## Work instructions
Count the lines in the records below that contain the string "coat", matching case exactly, and give only that number.

## Exercise material
=-=-=

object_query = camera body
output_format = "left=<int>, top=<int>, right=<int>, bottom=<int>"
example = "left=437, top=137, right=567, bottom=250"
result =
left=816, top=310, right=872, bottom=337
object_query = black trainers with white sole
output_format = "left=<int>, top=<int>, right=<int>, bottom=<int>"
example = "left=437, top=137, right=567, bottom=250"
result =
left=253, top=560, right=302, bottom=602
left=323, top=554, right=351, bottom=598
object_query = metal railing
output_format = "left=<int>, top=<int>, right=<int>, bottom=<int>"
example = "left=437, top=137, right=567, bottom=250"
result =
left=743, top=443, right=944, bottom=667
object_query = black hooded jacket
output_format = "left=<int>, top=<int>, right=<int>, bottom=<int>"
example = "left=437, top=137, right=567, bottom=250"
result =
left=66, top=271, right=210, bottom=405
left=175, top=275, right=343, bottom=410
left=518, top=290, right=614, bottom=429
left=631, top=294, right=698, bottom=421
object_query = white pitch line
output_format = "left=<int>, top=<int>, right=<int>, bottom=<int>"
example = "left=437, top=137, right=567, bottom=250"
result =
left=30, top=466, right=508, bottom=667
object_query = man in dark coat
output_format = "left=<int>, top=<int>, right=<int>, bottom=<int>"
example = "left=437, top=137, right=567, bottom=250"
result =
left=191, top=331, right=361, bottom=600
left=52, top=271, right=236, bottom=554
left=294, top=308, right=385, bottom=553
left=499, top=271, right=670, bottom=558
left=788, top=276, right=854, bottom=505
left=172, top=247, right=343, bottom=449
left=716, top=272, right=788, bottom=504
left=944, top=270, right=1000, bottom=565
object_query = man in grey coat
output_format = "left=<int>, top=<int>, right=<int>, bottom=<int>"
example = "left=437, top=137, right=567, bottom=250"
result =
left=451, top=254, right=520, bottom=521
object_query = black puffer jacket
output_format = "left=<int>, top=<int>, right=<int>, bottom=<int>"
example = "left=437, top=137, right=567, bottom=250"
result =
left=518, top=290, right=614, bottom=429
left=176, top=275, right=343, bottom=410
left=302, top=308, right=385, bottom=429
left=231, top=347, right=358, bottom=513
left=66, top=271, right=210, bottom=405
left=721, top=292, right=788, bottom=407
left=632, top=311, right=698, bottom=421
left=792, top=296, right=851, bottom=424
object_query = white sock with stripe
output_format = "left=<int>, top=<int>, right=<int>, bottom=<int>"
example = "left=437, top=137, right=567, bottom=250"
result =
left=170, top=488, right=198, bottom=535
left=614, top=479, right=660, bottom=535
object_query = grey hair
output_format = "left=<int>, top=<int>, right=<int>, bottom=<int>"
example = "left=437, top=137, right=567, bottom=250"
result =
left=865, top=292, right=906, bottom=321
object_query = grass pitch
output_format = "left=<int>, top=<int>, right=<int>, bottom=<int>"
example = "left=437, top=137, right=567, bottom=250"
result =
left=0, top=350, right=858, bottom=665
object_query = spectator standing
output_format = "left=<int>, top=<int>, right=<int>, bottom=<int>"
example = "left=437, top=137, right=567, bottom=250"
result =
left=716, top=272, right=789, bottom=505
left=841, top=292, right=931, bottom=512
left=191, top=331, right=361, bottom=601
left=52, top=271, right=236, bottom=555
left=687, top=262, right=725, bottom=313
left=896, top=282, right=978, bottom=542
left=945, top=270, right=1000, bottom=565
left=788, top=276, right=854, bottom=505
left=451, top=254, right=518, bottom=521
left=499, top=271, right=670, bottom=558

=-=-=

## Result of this task
2